§ SUPPLIED ENTRIES:
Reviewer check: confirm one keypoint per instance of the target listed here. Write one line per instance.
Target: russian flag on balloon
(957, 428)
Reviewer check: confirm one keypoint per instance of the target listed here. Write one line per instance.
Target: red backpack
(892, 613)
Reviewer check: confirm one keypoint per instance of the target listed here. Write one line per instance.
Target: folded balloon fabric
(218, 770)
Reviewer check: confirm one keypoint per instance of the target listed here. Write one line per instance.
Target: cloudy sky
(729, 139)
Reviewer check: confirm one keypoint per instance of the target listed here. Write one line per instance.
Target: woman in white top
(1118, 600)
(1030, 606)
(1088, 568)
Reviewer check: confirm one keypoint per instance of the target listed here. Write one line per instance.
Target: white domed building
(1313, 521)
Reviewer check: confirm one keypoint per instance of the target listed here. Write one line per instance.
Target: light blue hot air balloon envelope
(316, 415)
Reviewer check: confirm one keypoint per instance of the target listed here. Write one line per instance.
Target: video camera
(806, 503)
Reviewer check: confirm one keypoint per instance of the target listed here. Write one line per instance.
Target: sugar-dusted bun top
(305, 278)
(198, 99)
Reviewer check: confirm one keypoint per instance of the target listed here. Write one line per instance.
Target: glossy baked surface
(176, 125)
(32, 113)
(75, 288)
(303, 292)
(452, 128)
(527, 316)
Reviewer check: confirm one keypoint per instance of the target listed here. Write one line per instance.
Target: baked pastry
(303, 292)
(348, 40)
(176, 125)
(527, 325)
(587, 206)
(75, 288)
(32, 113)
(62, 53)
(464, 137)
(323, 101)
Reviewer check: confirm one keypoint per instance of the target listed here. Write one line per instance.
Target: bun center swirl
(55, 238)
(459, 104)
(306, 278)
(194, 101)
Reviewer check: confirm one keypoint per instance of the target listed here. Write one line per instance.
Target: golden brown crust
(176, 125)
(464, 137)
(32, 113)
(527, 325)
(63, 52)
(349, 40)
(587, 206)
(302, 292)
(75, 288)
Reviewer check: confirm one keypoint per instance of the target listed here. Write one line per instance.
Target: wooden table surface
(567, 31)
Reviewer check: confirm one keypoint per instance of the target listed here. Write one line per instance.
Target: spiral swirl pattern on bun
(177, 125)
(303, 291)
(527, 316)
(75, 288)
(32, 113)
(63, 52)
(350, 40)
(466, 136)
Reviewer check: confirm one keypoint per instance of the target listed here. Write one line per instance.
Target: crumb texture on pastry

§ TASK DIRECTIONS: Repeat every record exactly, so that nothing is lost or altered.

§ RESULT:
Reviewer check: confirm one keypoint per instance of the target listed here. Write one line per instance.
Target: russian flag on balloon
(957, 428)
Reviewer check: confirm one keypoint per instance of the target listed here. Write one line per instance.
Target: red backpack
(892, 613)
Reviewer check: confirm one keypoint per instance of the target listed here. Write one line per instance.
Target: folded balloon fabric
(218, 770)
Reviewer check: confirm one keypoint per instance of the target listed here. Write one line per instance.
Target: cloudy sky
(729, 139)
Reviewer check: confirm one keypoint per instance of the target listed here. Write one line per instance.
Target: woman in white top
(1118, 600)
(1030, 606)
(1088, 568)
Reviewer check: confirm one keypoint per instance of the target listed here. Write one line per instance.
Target: white domed building
(1313, 521)
Reviewer check: confirm one keypoint per instance of the target listed here. Write one line per instance.
Target: light blue hot air balloon envelope
(316, 415)
Reviewer check: confirm one keypoint per instance of the target listed here. Write one line per instance.
Target: video camera
(806, 503)
Reviewer check: confirm one keypoint per instance of the target listed here. Write one line per instance.
Target: sugar-dusted bun top
(305, 278)
(198, 99)
Reviewer check: confirm one keypoint per instance of the target listed here. Write one line per instance.
Target: glossy baked surface
(176, 125)
(32, 113)
(75, 288)
(303, 292)
(452, 128)
(527, 316)
Reviewer check: confirm one keypoint per instance of the target listed here. Write one line per instance.
Target: baked pastry
(303, 292)
(348, 40)
(176, 125)
(527, 325)
(587, 206)
(75, 288)
(32, 113)
(62, 53)
(464, 137)
(323, 101)
Reviewer check: confirm one keypoint per instance of the target listed here. Write one line per instance.
Target: bun center swirl
(55, 238)
(459, 104)
(306, 278)
(194, 101)
Reviewer check: confirm one keypoint per instance of the target listed here. Write one line per instance.
Target: golden brown crust
(176, 125)
(464, 137)
(32, 113)
(527, 325)
(63, 52)
(349, 40)
(587, 206)
(302, 292)
(75, 288)
Reviewer check: confirm one keypoint per instance of the target listed here. Write one line per instance.
Target: wooden table surface
(567, 31)
Reviewer check: confirm one keypoint per instance of the target listed here. Write one line per instance.
Target: spiral swirl pattern on bun
(177, 125)
(303, 291)
(527, 316)
(75, 288)
(32, 113)
(63, 52)
(350, 40)
(466, 136)
Reviewer check: confirm one keypoint per instance of the target listed here. Write one line per instance.
Target: crumb texture on pastry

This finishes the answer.